• [PROVIDED DATA]
_ _ _ _ _ _ _

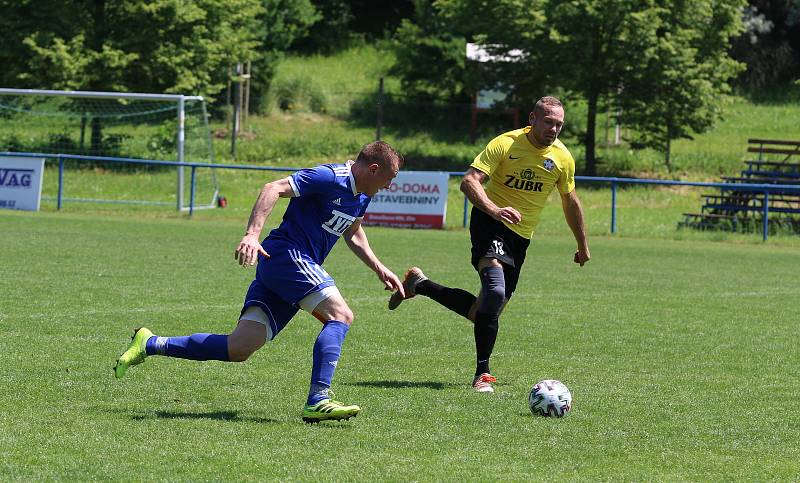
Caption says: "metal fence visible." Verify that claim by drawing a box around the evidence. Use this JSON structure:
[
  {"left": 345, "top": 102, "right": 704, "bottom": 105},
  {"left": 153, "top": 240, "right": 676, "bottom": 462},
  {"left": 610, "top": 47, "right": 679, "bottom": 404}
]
[{"left": 0, "top": 152, "right": 800, "bottom": 241}]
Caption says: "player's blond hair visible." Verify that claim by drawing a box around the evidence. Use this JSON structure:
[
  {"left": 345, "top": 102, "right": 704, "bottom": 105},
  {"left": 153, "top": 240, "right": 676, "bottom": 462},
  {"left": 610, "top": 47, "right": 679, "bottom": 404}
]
[
  {"left": 356, "top": 141, "right": 403, "bottom": 169},
  {"left": 533, "top": 96, "right": 564, "bottom": 114}
]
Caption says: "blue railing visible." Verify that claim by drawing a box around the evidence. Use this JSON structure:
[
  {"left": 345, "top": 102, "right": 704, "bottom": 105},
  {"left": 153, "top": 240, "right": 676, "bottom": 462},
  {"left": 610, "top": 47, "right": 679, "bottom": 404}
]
[{"left": 6, "top": 152, "right": 800, "bottom": 241}]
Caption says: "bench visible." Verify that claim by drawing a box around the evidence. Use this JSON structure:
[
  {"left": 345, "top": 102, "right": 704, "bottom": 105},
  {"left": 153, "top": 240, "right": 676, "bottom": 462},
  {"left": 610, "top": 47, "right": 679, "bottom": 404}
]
[
  {"left": 747, "top": 138, "right": 800, "bottom": 161},
  {"left": 678, "top": 138, "right": 800, "bottom": 233}
]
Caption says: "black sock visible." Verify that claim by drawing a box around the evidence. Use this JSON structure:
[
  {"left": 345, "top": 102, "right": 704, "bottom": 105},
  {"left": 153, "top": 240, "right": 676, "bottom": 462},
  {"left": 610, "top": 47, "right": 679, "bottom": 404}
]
[
  {"left": 474, "top": 311, "right": 498, "bottom": 377},
  {"left": 414, "top": 280, "right": 476, "bottom": 318}
]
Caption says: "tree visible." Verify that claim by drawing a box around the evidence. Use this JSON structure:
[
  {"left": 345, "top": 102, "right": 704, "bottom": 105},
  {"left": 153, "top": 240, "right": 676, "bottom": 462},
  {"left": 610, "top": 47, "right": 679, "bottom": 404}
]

_ _ _ _ _ _ _

• [STATED GOAL]
Pull out every line of the items above that contains the string "black". Case counts.

• [SOLUTION TO THIS PROBLEM]
Caption says: "black sock visible." Verify that claim by drawing a box around the evidence. Use this JSON structure:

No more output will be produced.